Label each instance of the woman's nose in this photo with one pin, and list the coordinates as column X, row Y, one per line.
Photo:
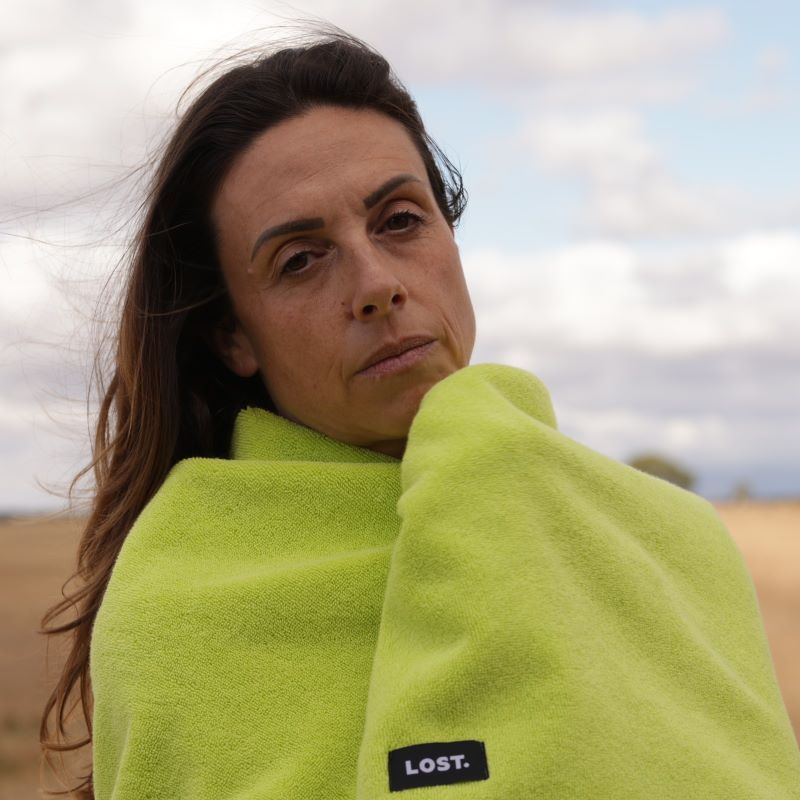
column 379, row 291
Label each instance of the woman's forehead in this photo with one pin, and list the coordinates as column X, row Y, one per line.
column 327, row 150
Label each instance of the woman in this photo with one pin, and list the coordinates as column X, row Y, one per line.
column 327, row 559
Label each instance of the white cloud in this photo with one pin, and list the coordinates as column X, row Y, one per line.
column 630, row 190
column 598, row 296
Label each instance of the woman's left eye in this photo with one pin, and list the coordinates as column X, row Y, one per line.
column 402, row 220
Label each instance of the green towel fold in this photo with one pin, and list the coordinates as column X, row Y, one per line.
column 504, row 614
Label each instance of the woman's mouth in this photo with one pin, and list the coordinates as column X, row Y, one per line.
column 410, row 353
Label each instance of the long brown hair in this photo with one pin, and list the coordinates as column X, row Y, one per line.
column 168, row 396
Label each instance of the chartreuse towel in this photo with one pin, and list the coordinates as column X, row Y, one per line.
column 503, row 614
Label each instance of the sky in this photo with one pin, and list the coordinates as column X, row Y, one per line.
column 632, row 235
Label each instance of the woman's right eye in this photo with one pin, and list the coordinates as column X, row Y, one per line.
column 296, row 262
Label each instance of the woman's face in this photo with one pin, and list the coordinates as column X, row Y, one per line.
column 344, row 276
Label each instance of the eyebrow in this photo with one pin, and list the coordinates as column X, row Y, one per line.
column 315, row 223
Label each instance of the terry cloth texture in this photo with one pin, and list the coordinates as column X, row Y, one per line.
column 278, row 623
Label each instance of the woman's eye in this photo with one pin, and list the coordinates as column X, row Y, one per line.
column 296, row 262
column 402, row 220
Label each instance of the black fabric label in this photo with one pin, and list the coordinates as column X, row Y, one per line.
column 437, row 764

· · ·

- _Task to complete_: Give back each of the records above word for word, apart from the pictures.

- _Answer space_:
Label each instance of the woman's nose in this photo with one pin, and list the coordinates as column X, row Y, one per line.
Photo:
column 379, row 291
Label each instance of the woman's forehead in this photo with one pin, and list the coordinates as column X, row Y, one per line.
column 327, row 150
Label each instance of the woman in this photo with one pin, and list the coordinates as column X, row Y, one per line.
column 327, row 559
Label each instance of the white cloud in this photo with one pin, and list the coordinates as column X, row Y, one per line.
column 630, row 190
column 598, row 296
Label each instance of the woman's left eye in this photo with one pin, and list the coordinates as column X, row Y, one per line.
column 402, row 220
Label each instance of the green towel fold in this photo with one pin, and list the coordinates as column X, row Y, one per line.
column 504, row 614
Label each instance of the woman's mouth in this photo with one pin, and list the coordinates as column X, row Y, one per line.
column 410, row 353
Label each instance of the long brown hair in this photo with one pin, and list the coordinates as column X, row Y, one per line.
column 168, row 396
Label each instance of the chartreuse towel in this photo with one pin, and list the coordinates as column X, row Y, one per line.
column 503, row 614
Label each instance of the sky in this photo with one pin, and list the coordinates as column X, row Y, one per line.
column 632, row 235
Label each instance of the woman's right eye in this photo with one pin, and list the coordinates as column X, row Y, one per line.
column 296, row 262
Label each instance of the woman's face in this photo with one pin, and list the coordinates as column X, row Y, one per line.
column 344, row 276
Label each instance of the eyebrow in this photo with one pin, and list the coordinates as column X, row Y, one per line.
column 315, row 223
Label each instance of the terry cloth texture in this photo with one pin, and list the coordinates as column X, row Y, one per line.
column 278, row 623
Label each instance of the woman's eye in this photo with one pin, and list the coordinates as column X, row Y, one per line.
column 296, row 262
column 402, row 220
Label each instance of the black fabric label in this photo with one pin, and list the coordinates as column X, row Y, one per line.
column 437, row 764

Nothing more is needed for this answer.